# TASK STATEMENT
Quote, word for word, the part of the Panera Bread commentary between "I see Panera's" and "after today's news?", inclusive.

# EXERCISE TEXT

┄┄┄┄┄┄┄┄┄┄

The CEO's statements may not make him any friends among his customer base. Ron Shaich says that he's "focused on the 90% [of Americans] that are still employed." Well, fuzzy math aside -- 10% unemployment rate does not mean that 90% of the country has a job, it's far less than that (here's one explanation, which doesn't even count those who are unemployed by choice) -- this is sort of insulting.
What's more, WalletPop writers as a group were skeptical. Sure, many of us have used the Wi-Fi at Panera. But Gina Roberts-Grey, in upstate New York, reports that her local Panera Bread is far less busy than its less-fancy competitors. "At noon, the height of the lunch rush, I had my pick of empty tables, unlike the McD's right next door whose drive-thru line was in the street and dining room was full," she writes. Outside of Detroit, where the unemployment rate is high, Shaich's theory seems to hold true; Jennie Phipps reports that her local Panera enjoys "an amazing business -- always full of people during the day."
Here in Portland, the Panera across the street from my children's pediatrician seems to always have a few tables full, even in the middle of the afternoon. But busy it's not, and I am personally no fan of their overly-sweet pastries which display little in the way of bakery prowess. The independent bakeries sell goodies for similar prices, and they're actually baked on site from scratch. I never get the feeling the Panera Bread employees know their sponge from their proof.
I see Panera's success as a fluke, not evidence of brilliant strategy; and predict the press around the company's growth -- with its spotlight on Panera's $16.99 lobster sandwich -- will only affect it negatively. Are you still going to Panera? Will you after today's news?

┄┄┄┄┄┄┄┄┄┄

# SUPPLIED RECORDS
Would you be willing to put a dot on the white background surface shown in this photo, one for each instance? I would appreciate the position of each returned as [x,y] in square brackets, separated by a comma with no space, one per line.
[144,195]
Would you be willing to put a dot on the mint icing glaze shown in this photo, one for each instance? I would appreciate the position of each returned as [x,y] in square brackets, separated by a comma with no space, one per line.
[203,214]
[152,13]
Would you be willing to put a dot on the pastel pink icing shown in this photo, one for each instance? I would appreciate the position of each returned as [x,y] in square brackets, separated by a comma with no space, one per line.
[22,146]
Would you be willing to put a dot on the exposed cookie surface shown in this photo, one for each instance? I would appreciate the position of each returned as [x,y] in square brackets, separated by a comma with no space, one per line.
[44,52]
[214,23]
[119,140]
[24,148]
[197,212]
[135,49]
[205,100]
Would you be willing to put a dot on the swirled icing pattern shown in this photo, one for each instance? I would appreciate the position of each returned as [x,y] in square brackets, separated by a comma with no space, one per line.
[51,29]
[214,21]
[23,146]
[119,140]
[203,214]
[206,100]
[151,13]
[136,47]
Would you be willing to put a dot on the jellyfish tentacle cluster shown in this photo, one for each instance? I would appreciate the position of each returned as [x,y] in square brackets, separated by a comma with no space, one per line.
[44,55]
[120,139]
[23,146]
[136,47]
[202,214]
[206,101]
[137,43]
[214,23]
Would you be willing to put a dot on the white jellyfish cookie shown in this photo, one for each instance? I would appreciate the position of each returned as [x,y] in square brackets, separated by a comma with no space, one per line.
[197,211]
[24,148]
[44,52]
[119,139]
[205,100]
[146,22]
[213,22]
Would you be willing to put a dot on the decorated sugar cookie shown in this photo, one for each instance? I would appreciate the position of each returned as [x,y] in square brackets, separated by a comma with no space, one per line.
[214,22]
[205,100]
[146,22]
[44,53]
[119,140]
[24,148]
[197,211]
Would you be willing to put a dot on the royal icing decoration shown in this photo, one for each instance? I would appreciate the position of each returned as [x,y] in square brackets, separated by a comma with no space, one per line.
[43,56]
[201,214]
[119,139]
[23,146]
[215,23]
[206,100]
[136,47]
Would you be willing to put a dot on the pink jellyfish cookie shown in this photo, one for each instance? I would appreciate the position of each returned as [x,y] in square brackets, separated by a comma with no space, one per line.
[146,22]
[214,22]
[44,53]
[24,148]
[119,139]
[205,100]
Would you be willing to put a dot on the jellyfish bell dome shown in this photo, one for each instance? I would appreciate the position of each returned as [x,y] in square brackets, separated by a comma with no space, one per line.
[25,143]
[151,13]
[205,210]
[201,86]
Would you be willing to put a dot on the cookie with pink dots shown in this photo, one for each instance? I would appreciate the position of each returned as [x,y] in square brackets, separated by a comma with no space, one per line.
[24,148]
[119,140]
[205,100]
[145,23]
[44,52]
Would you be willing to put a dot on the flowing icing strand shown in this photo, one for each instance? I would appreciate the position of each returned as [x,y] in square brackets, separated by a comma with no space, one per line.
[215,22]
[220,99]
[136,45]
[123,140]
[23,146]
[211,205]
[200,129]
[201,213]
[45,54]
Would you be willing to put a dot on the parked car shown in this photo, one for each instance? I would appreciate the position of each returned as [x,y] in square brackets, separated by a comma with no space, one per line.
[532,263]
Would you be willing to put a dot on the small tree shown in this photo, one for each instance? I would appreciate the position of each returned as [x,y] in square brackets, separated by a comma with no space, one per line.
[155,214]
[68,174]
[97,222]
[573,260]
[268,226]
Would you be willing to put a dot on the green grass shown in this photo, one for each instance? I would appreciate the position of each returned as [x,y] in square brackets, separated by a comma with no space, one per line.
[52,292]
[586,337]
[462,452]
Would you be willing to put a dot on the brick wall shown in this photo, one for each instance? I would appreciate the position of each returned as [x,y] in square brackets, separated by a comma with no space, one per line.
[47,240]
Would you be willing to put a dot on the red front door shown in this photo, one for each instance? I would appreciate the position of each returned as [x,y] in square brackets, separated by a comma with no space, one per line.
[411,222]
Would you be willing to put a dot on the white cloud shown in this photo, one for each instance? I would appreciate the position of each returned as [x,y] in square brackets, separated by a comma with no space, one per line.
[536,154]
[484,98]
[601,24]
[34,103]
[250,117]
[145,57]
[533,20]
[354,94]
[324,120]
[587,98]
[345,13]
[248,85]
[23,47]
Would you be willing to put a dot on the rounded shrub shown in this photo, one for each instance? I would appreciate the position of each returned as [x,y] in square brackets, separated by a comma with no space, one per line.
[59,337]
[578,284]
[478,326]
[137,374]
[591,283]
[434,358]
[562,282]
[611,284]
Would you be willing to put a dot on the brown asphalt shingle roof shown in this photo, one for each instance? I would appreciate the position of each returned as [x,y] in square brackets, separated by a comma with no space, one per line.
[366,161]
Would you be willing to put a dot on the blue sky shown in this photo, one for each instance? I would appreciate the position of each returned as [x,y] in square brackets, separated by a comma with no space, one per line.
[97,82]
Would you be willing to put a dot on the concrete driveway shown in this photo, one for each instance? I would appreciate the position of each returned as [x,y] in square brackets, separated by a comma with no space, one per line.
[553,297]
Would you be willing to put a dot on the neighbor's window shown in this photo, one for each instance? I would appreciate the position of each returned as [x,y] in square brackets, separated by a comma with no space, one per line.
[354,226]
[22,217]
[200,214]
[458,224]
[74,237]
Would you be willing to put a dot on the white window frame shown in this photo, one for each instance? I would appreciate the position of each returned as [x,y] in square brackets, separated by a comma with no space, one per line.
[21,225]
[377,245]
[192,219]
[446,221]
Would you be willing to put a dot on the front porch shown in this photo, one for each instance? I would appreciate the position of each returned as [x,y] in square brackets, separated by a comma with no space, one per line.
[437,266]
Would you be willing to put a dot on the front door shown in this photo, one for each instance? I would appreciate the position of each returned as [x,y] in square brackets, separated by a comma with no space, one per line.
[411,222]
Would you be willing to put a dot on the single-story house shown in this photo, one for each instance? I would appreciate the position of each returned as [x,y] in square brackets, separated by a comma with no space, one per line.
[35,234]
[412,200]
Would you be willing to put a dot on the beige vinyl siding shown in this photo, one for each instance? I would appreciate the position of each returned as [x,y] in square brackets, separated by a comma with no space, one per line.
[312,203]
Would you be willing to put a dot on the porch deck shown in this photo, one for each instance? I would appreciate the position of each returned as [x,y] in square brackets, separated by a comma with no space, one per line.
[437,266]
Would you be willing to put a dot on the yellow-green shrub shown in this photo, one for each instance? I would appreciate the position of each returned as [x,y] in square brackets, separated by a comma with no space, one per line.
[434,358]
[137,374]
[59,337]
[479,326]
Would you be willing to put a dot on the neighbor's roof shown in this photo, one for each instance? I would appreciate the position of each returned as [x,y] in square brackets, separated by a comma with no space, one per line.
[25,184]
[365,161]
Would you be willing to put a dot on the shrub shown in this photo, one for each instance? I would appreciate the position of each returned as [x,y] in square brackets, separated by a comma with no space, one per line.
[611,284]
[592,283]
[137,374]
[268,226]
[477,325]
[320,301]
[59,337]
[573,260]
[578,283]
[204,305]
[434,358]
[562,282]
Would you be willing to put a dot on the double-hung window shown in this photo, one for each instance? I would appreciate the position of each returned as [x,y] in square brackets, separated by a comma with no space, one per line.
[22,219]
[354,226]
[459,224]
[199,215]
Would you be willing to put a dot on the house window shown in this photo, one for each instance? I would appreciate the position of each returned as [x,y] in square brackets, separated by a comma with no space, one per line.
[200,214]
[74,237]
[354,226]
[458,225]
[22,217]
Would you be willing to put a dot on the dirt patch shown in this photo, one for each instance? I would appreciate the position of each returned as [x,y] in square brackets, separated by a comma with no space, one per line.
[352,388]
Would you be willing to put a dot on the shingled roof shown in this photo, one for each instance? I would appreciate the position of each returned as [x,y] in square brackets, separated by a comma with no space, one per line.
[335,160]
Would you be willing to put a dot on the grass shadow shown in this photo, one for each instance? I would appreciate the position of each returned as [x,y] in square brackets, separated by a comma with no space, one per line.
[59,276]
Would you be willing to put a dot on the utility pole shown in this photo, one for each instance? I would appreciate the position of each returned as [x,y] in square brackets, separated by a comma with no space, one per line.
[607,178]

┄┄┄┄┄┄┄┄┄┄

# COMPLETED TASK
I see Panera's success as a fluke, not evidence of brilliant strategy; and predict the press around the company's growth -- with its spotlight on Panera's $16.99 lobster sandwich -- will only affect it negatively. Are you still going to Panera? Will you after today's news?